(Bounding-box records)
"""
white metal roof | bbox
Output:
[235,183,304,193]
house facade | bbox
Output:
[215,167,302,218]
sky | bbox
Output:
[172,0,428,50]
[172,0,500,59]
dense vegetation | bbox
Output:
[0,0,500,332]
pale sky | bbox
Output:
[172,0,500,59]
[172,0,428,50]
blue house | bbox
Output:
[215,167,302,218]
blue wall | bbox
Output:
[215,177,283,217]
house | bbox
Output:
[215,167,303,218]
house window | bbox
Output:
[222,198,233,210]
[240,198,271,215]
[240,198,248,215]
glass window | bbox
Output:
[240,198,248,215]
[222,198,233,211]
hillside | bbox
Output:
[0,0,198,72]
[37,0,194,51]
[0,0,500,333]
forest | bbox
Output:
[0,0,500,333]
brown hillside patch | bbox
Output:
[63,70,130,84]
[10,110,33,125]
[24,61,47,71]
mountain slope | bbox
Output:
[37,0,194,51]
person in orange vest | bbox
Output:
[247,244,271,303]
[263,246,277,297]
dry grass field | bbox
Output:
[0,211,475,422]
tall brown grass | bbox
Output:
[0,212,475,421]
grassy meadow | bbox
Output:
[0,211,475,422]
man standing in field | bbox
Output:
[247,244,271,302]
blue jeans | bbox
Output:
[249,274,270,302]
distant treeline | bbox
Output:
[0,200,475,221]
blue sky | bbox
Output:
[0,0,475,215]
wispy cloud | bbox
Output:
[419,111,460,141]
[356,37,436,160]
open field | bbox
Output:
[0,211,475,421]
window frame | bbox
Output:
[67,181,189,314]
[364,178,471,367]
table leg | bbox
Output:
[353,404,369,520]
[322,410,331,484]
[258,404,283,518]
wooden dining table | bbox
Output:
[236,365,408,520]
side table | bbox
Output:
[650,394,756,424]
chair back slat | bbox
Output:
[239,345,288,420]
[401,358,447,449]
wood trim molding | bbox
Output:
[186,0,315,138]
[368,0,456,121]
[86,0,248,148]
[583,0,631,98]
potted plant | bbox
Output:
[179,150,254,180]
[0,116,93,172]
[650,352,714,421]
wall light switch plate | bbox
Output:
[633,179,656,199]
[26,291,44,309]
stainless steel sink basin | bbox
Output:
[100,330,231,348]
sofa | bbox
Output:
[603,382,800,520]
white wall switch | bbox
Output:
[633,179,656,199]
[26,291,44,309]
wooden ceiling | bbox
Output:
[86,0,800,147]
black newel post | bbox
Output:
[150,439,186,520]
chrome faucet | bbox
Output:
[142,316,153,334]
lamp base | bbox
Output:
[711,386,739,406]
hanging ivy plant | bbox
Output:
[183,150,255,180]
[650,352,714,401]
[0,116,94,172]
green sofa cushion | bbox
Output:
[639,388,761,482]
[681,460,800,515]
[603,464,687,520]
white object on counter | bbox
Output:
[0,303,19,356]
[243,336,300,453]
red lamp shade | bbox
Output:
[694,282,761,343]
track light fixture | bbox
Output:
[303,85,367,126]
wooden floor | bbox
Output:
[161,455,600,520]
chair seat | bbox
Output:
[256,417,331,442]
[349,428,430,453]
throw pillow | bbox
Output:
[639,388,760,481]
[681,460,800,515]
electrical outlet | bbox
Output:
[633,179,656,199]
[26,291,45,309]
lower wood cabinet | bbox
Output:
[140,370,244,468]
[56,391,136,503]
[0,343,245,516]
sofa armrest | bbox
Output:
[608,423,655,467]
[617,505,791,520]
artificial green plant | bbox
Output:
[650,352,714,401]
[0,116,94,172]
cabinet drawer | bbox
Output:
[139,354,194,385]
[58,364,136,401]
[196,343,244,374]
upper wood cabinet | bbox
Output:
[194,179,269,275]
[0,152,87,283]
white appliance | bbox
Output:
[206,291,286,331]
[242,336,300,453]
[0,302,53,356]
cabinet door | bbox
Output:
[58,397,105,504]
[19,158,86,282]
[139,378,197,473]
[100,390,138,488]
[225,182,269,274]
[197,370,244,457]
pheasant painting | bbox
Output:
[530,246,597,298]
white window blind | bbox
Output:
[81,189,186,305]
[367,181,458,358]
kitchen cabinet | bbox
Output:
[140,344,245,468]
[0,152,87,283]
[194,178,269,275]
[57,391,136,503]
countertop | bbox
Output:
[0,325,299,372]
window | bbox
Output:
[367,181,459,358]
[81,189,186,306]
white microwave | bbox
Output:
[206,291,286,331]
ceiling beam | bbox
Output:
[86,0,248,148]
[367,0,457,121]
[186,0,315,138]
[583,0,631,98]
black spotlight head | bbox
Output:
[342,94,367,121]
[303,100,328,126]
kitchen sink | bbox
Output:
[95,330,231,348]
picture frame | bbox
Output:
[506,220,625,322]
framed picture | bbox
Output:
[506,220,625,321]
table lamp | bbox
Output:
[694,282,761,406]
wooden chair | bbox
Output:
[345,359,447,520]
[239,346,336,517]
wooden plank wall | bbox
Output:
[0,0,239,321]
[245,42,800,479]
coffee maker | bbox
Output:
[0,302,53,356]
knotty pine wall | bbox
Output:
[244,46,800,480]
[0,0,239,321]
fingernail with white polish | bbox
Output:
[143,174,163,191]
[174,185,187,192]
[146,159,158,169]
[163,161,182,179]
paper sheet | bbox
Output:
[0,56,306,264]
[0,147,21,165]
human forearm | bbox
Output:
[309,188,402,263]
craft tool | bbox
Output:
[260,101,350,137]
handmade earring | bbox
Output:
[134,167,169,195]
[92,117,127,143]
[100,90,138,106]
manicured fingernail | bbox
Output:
"""
• **GIVEN INSTRUCTION**
Please express every line of the records above as a JSON list of strings, with one string per line and blank lines left out.

• **FINISHED TASK**
[
  "white metal roof | bbox",
  "Output:",
  "[235,183,304,193]",
  "house facade | bbox",
  "Output:",
  "[215,167,302,218]",
  "sky | bbox",
  "Output:",
  "[172,0,428,50]",
  "[172,0,500,59]",
  "dense vegetation | bbox",
  "Output:",
  "[0,0,500,332]",
  "pale sky | bbox",
  "Output:",
  "[172,0,500,59]",
  "[172,0,428,50]",
  "blue house | bbox",
  "Output:",
  "[215,167,302,218]",
  "blue wall | bbox",
  "Output:",
  "[215,177,283,217]",
  "house | bbox",
  "Output:",
  "[215,167,303,218]",
  "house window | bbox",
  "Output:",
  "[222,198,233,210]",
  "[240,198,271,215]",
  "[240,198,248,215]",
  "glass window | bbox",
  "Output:",
  "[240,198,248,215]",
  "[222,198,233,211]",
  "hillside | bbox",
  "Output:",
  "[0,0,198,72]",
  "[37,0,194,51]",
  "[0,0,500,333]",
  "forest | bbox",
  "Output:",
  "[0,0,500,333]",
  "brown hillside patch | bbox",
  "Output:",
  "[63,70,130,84]",
  "[10,110,33,125]",
  "[24,61,47,71]",
  "mountain slope | bbox",
  "Output:",
  "[37,0,194,51]",
  "person in orange vest | bbox",
  "Output:",
  "[247,244,271,303]",
  "[263,246,277,297]",
  "dry grass field | bbox",
  "Output:",
  "[0,211,475,422]",
  "tall brown grass | bbox",
  "Output:",
  "[0,212,475,421]",
  "grassy meadow | bbox",
  "Output:",
  "[0,211,475,422]",
  "man standing in field | bbox",
  "Output:",
  "[247,244,271,302]",
  "blue jeans | bbox",
  "Output:",
  "[249,274,270,302]",
  "distant treeline | bbox",
  "Output:",
  "[0,200,475,221]",
  "blue sky | bbox",
  "Output:",
  "[0,0,475,215]",
  "wispy cloud | bbox",
  "Output:",
  "[419,111,460,141]",
  "[356,37,436,160]",
  "open field | bbox",
  "Output:",
  "[0,211,475,421]",
  "window frame | bbox",
  "Output:",
  "[67,181,189,314]",
  "[364,178,471,367]",
  "table leg | bbox",
  "Output:",
  "[353,404,369,520]",
  "[322,410,331,484]",
  "[258,404,283,518]",
  "wooden dining table | bbox",
  "Output:",
  "[236,365,408,520]",
  "side table | bbox",
  "Output:",
  "[650,394,756,424]",
  "chair back slat | bbox",
  "Output:",
  "[239,345,288,420]",
  "[401,358,447,449]",
  "wood trim molding | bbox",
  "Output:",
  "[186,0,315,138]",
  "[368,0,456,121]",
  "[86,0,248,148]",
  "[583,0,631,98]",
  "potted plant | bbox",
  "Output:",
  "[179,150,254,180]",
  "[0,116,93,172]",
  "[650,352,714,421]",
  "wall light switch plate | bbox",
  "Output:",
  "[633,179,656,199]",
  "[26,291,44,309]",
  "stainless steel sink basin | bbox",
  "Output:",
  "[100,330,231,348]",
  "sofa | bbox",
  "Output:",
  "[603,382,800,520]",
  "white wall switch | bbox",
  "Output:",
  "[633,179,656,199]",
  "[26,291,44,309]",
  "wooden ceiling | bbox",
  "Output:",
  "[86,0,800,147]",
  "black newel post | bbox",
  "Output:",
  "[150,439,186,520]",
  "chrome faucet | bbox",
  "Output:",
  "[142,316,153,334]",
  "lamp base | bbox",
  "Output:",
  "[711,386,739,406]",
  "hanging ivy plant | bbox",
  "Output:",
  "[183,150,255,180]",
  "[650,352,714,401]",
  "[0,116,94,172]",
  "green sofa cushion | bbox",
  "Output:",
  "[639,388,761,482]",
  "[681,460,800,515]",
  "[603,464,687,520]",
  "white object on counter | bbox",
  "Output:",
  "[0,303,19,356]",
  "[243,336,300,453]",
  "red lamp shade | bbox",
  "Output:",
  "[694,282,761,343]",
  "track light fixture | bbox",
  "Output:",
  "[303,85,367,126]",
  "wooden floor | bbox",
  "Output:",
  "[161,455,600,520]",
  "chair seat | bbox",
  "Output:",
  "[256,417,331,442]",
  "[349,428,430,453]",
  "throw pillow | bbox",
  "Output:",
  "[639,388,760,481]",
  "[681,460,800,515]",
  "electrical outlet | bbox",
  "Output:",
  "[633,179,656,199]",
  "[26,291,45,309]",
  "lower wood cabinet | bbox",
  "Output:",
  "[140,370,244,468]",
  "[56,391,136,503]",
  "[0,343,245,516]",
  "sofa armrest | bbox",
  "Output:",
  "[608,423,655,467]",
  "[617,505,791,520]",
  "artificial green plant | bbox",
  "Output:",
  "[650,352,714,401]",
  "[0,116,94,172]",
  "cabinet drawer | bbox",
  "Output:",
  "[139,354,194,385]",
  "[58,364,136,401]",
  "[196,343,244,374]",
  "upper wood cabinet | bbox",
  "Output:",
  "[194,179,269,275]",
  "[0,152,87,283]",
  "white appliance | bbox",
  "Output:",
  "[206,291,286,331]",
  "[242,336,300,453]",
  "[0,302,53,356]",
  "cabinet door | bbox",
  "Output:",
  "[58,397,105,504]",
  "[19,158,86,282]",
  "[139,378,197,473]",
  "[100,390,138,488]",
  "[225,182,269,274]",
  "[197,370,244,457]",
  "pheasant painting | bbox",
  "Output:",
  "[530,246,597,298]",
  "white window blind | bbox",
  "Output:",
  "[81,189,186,305]",
  "[367,181,458,358]",
  "kitchen cabinet | bbox",
  "Output:",
  "[140,344,245,468]",
  "[0,152,87,283]",
  "[194,178,269,275]",
  "[57,391,136,503]",
  "countertop | bbox",
  "Output:",
  "[0,325,299,372]",
  "window | bbox",
  "Output:",
  "[367,181,459,358]",
  "[81,189,186,306]",
  "white microwave | bbox",
  "Output:",
  "[206,291,286,331]",
  "ceiling beam | bbox",
  "Output:",
  "[86,0,248,148]",
  "[367,0,457,121]",
  "[186,0,315,138]",
  "[583,0,631,98]",
  "black spotlight head | bbox",
  "Output:",
  "[342,94,367,121]",
  "[303,100,328,126]",
  "kitchen sink | bbox",
  "Output:",
  "[95,330,231,348]",
  "picture frame | bbox",
  "Output:",
  "[506,220,625,322]",
  "framed picture | bbox",
  "Output:",
  "[506,220,625,321]",
  "table lamp | bbox",
  "Output:",
  "[694,282,761,406]",
  "wooden chair | bbox",
  "Output:",
  "[345,359,447,520]",
  "[239,346,336,517]",
  "wooden plank wall | bbox",
  "Output:",
  "[0,0,239,321]",
  "[245,42,800,479]",
  "coffee maker | bbox",
  "Output:",
  "[0,302,53,356]",
  "knotty pine wall | bbox",
  "Output:",
  "[244,46,800,480]",
  "[0,0,239,321]",
  "fingernail with white polish | bbox",
  "Output:",
  "[143,174,163,191]",
  "[174,185,187,192]",
  "[146,159,158,169]",
  "[163,161,182,179]",
  "paper sheet | bbox",
  "Output:",
  "[0,56,306,264]",
  "[0,147,21,165]",
  "human forearm | bbox",
  "Output:",
  "[309,188,402,263]",
  "craft tool | bbox",
  "Output:",
  "[260,101,350,137]",
  "handmade earring | bbox",
  "Output:",
  "[134,167,169,195]",
  "[92,117,127,143]",
  "[100,90,138,106]",
  "manicured fingernail | bbox",
  "Output:"
]